Silver in the washing machine: Nanocoatings release almost no nanoparticles
The antibacterial properties of silver-coated textiles are popular in the fields of sport and medicine. A team at Empa has now investigated how different silver coatings behave in the washing machine, and they have discovered something important: textiles with nano-coatings release fewer nano-particles into the washing water than those with normal coatings.
If it contains 'nano', it doesn't primarily leak 'nano': at least that's true for silver-coated textiles, explains Bernd Nowack of the Technology and Society division at Empa. During each wash cycle a certain amount of the silver coating is washed out of the textiles and ends up in the waste water. Empa analysed this water; it turned out that nano-coated textiles release hardly any nano-particles. That's quite the opposite to ordinary coatings, where a lot of different silver particles were found. Moreover, nano-coated silver textiles generally lose less silver during washing. This is because considerably less silver is incorporated into textile fabrics with nano-coating, and so it is released in smaller quantities for the antibacterial effect than is the case with ordinary coatings. A surprising result that has a transformative effect on future analyses and on the treatment of silver textiles. "All silver textiles behave in a similar manner - regardless of whether they are nano-coated or conventionally-coated," says Nowack. This is why nano-textiles should not be subjected to stricter regulation than textiles with conventional silver-coatings, and this is relevant for current discussions concerning possible special regulations for nano-silver.

■ Prompt
Extend the text on silver-coated textiles in the wash, picking up after its last sentence.

■ Point-per-instance localization data
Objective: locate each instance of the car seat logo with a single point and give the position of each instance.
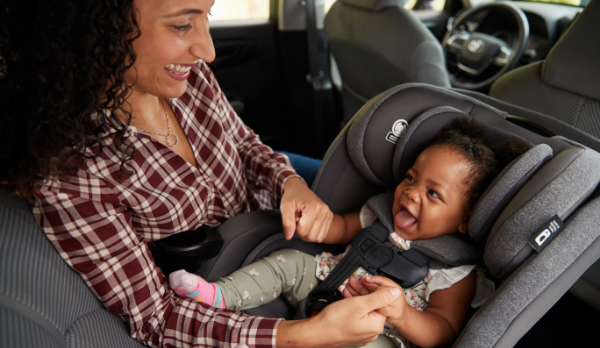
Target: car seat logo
(475, 45)
(544, 235)
(397, 129)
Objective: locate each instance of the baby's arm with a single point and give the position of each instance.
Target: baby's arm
(439, 323)
(343, 228)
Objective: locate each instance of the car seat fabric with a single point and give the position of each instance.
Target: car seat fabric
(504, 187)
(546, 185)
(565, 85)
(537, 284)
(556, 189)
(43, 302)
(377, 44)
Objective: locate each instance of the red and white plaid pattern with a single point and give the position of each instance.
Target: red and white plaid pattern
(100, 221)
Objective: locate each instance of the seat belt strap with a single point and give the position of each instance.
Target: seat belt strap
(312, 35)
(344, 269)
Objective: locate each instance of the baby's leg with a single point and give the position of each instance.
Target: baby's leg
(194, 287)
(288, 272)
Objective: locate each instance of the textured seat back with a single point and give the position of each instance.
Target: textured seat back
(377, 44)
(555, 177)
(43, 302)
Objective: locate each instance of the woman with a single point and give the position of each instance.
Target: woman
(118, 132)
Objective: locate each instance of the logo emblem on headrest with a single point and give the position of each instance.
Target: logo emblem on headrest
(475, 45)
(397, 129)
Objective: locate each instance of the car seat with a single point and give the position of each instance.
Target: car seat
(377, 44)
(43, 302)
(556, 177)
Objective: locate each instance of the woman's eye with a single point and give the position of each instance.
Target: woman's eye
(181, 27)
(434, 194)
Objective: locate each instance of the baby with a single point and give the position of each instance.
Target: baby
(436, 198)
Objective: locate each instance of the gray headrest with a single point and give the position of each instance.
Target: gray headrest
(572, 64)
(504, 188)
(374, 5)
(558, 188)
(453, 249)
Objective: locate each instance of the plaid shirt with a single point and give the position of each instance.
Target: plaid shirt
(100, 221)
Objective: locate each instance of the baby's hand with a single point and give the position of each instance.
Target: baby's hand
(394, 311)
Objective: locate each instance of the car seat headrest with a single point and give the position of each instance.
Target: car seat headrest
(572, 63)
(387, 128)
(504, 187)
(374, 5)
(453, 250)
(558, 188)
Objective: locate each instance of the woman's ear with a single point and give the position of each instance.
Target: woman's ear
(462, 228)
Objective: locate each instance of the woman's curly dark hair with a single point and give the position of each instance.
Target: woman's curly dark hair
(468, 137)
(61, 62)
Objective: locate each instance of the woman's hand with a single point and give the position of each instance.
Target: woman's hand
(304, 213)
(395, 311)
(349, 322)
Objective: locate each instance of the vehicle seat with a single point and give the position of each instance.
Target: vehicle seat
(43, 301)
(377, 44)
(566, 86)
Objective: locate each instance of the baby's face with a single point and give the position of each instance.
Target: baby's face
(430, 201)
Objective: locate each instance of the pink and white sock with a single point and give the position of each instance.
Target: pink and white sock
(194, 287)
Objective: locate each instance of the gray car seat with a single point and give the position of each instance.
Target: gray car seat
(563, 91)
(45, 303)
(556, 177)
(377, 44)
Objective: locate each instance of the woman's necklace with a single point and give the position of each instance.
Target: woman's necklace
(167, 136)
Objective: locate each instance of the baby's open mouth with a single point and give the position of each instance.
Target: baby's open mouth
(404, 219)
(178, 69)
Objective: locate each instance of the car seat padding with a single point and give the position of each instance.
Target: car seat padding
(558, 188)
(504, 187)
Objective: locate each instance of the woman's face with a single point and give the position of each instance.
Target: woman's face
(174, 36)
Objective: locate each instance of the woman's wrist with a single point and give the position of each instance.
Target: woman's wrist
(293, 181)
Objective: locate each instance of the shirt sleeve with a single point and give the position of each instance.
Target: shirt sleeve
(264, 168)
(92, 231)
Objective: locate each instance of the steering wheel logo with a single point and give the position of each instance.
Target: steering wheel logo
(475, 45)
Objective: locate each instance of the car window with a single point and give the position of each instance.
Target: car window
(226, 10)
(437, 5)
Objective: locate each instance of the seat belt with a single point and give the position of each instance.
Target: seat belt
(372, 250)
(316, 74)
(312, 36)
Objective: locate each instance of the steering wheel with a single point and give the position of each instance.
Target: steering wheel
(479, 55)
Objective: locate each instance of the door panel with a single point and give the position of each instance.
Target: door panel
(248, 69)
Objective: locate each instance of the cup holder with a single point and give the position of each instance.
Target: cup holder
(187, 250)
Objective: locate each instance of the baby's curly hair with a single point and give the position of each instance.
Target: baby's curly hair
(467, 137)
(61, 62)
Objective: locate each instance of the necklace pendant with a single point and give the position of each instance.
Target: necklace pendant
(169, 139)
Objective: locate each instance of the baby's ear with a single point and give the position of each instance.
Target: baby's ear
(462, 228)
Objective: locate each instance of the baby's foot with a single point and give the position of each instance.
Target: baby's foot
(194, 287)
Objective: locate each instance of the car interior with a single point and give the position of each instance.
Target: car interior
(524, 68)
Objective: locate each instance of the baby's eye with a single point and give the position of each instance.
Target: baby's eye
(434, 194)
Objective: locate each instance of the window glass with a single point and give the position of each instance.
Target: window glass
(437, 5)
(224, 10)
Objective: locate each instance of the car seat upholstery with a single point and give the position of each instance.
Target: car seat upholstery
(565, 86)
(43, 301)
(377, 44)
(549, 179)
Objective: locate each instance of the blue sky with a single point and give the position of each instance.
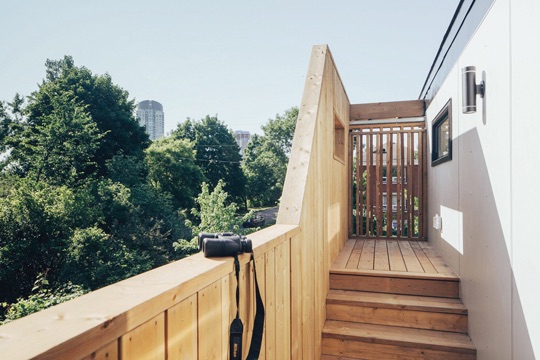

■ Exercise answer
But what is the significance of silver particles in waste water? Exposed silver reacts with the (small quantities of) sulphur in the air to form silver sulphite, and the same process takes place in the waste water treatment plant. The silver sulphite, which is insoluble, settles at the bottom of the sedimentation tank and is subsequently incinerated with the sewage sludge. So hardly any of the silver from the waste water remains in the environment. Silver is harmless because it is relatively non-toxic for humans. Even if silver particles are released from the textile fabric as a result of strong sweating, they are not absorbed by healthy skin.
Which detergent for which coating?
Next, Nowack's team wants to investigate how silver textiles respond to various ordinary laundry detergents. Studies have shown that some active ingredients of laundry detergents can alter the form in which silver is present. For example, before washing researchers have detected silver ions, i.e. dissolved silver (a conventional form of silver) in textile fabrics, whereas after washing they detected elemental, i.e. metallic, nano-silver or other silver compounds, such as (insoluble) silver chloride.
So silver textiles ultimately contain a number of silver compounds that constantly change and undergo chemical transformations. And they don't just do that during washing, as Nowack stresses.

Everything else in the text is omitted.